> **SHORT TASK**
Copy the listing below word for word, starting with the line that contains "For the dataset, pick out the shallow" and continuing through the last line of the listing.

══ PROVIDED ENTRIES ══

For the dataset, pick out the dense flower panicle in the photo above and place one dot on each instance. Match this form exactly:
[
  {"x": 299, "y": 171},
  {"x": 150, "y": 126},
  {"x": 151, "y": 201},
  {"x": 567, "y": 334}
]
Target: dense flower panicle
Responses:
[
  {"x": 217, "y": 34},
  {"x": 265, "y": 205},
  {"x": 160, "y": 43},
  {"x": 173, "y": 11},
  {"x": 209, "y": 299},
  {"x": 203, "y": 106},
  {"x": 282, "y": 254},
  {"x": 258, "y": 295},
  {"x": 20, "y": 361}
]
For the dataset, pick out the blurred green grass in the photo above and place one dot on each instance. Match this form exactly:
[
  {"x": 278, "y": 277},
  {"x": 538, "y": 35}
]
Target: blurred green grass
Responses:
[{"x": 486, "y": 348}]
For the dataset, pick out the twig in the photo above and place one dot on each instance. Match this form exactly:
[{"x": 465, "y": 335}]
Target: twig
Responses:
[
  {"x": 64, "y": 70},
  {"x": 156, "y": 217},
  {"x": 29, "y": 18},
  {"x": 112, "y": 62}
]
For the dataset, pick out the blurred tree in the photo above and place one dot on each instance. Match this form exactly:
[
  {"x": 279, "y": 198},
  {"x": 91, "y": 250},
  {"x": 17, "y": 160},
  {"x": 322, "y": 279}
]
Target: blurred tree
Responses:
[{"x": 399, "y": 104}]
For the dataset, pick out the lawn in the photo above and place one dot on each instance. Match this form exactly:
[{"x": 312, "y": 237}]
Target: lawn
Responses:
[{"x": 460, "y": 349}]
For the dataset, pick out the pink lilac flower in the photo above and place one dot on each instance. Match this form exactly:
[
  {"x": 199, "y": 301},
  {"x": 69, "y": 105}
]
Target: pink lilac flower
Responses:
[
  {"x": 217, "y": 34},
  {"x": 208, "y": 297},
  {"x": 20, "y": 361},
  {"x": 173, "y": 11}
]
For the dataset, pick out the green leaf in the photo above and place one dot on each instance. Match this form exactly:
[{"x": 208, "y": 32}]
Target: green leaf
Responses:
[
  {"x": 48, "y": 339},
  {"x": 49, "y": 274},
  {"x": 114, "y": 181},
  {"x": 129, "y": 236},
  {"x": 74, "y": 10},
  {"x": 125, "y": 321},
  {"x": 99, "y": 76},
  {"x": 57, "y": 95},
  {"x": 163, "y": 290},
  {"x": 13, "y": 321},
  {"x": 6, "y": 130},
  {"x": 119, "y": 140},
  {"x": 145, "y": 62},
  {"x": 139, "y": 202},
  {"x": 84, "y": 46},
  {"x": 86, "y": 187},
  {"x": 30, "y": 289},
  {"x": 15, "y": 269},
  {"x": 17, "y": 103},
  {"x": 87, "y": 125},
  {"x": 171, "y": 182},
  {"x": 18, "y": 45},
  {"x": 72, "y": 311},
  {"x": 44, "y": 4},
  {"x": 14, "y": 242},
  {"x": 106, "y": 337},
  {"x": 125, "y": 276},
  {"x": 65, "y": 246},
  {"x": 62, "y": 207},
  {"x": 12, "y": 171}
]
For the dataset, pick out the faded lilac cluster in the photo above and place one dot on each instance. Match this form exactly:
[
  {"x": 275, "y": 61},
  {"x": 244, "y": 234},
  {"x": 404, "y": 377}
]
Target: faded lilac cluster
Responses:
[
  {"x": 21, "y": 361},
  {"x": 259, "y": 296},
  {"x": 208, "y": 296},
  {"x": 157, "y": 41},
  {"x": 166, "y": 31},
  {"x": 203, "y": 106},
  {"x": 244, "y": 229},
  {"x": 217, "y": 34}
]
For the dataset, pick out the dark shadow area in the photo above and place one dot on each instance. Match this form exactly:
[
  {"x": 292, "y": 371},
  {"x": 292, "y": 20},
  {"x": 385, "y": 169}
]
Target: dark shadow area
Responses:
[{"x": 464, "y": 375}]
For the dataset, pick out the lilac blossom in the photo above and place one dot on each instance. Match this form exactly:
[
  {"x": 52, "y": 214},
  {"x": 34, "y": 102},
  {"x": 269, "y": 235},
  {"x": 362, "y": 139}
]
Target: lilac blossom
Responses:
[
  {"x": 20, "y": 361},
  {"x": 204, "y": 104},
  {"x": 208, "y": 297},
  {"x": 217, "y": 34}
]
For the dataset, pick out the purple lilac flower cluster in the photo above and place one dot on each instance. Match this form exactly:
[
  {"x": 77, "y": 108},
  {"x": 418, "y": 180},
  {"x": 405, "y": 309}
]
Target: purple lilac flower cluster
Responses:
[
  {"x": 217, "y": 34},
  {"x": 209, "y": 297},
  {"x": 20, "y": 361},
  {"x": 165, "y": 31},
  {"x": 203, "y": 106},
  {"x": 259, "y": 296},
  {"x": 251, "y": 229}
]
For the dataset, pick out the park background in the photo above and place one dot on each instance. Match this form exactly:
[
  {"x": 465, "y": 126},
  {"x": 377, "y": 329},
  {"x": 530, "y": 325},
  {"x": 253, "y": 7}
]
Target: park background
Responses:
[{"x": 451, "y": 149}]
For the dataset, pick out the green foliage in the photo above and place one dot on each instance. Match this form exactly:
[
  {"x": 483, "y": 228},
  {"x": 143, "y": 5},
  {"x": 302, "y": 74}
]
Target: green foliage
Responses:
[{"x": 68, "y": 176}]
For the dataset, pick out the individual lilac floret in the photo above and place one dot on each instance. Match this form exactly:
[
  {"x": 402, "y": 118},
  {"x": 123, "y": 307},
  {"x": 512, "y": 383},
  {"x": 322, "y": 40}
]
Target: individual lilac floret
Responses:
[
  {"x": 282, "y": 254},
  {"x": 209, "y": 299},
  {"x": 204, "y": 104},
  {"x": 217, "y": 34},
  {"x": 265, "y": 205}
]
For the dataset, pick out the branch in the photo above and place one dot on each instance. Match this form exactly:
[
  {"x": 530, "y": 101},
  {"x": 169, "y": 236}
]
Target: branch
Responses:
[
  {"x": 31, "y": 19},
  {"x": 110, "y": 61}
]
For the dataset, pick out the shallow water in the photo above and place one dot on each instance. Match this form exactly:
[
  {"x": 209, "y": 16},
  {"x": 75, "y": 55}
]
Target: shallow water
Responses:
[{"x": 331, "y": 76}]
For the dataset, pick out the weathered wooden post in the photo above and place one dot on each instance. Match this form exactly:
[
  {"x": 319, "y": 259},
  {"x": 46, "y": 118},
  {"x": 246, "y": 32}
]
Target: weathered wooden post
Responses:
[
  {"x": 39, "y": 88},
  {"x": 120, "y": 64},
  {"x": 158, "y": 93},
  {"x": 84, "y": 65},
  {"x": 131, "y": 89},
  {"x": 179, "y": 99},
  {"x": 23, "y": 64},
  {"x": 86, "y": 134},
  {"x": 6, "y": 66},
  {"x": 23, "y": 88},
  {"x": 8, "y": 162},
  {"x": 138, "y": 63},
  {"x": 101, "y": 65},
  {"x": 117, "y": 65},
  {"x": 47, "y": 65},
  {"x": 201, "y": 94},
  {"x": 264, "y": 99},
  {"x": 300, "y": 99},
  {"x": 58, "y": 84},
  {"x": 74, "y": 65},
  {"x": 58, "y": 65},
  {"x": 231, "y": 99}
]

═══

> **ANSWER TO THIS PROBLEM**
For the dataset, pick out the shallow water in the photo above and place one dot on each instance. Match this form exactly:
[
  {"x": 209, "y": 16},
  {"x": 75, "y": 55}
]
Target: shallow water
Responses:
[{"x": 331, "y": 76}]
For the dataset, pick out the weathered wooden post in the photo above and place one dot on each instance. Match this form exactly:
[
  {"x": 319, "y": 259},
  {"x": 46, "y": 118},
  {"x": 246, "y": 32}
]
Target: weathered wooden post
Responses:
[
  {"x": 39, "y": 88},
  {"x": 120, "y": 64},
  {"x": 158, "y": 93},
  {"x": 84, "y": 65},
  {"x": 131, "y": 89},
  {"x": 179, "y": 99},
  {"x": 23, "y": 64},
  {"x": 86, "y": 134},
  {"x": 6, "y": 66},
  {"x": 23, "y": 88},
  {"x": 8, "y": 162},
  {"x": 138, "y": 63},
  {"x": 101, "y": 65},
  {"x": 117, "y": 65},
  {"x": 47, "y": 65},
  {"x": 201, "y": 94},
  {"x": 264, "y": 99},
  {"x": 300, "y": 99},
  {"x": 58, "y": 84},
  {"x": 74, "y": 65},
  {"x": 58, "y": 65},
  {"x": 231, "y": 99}
]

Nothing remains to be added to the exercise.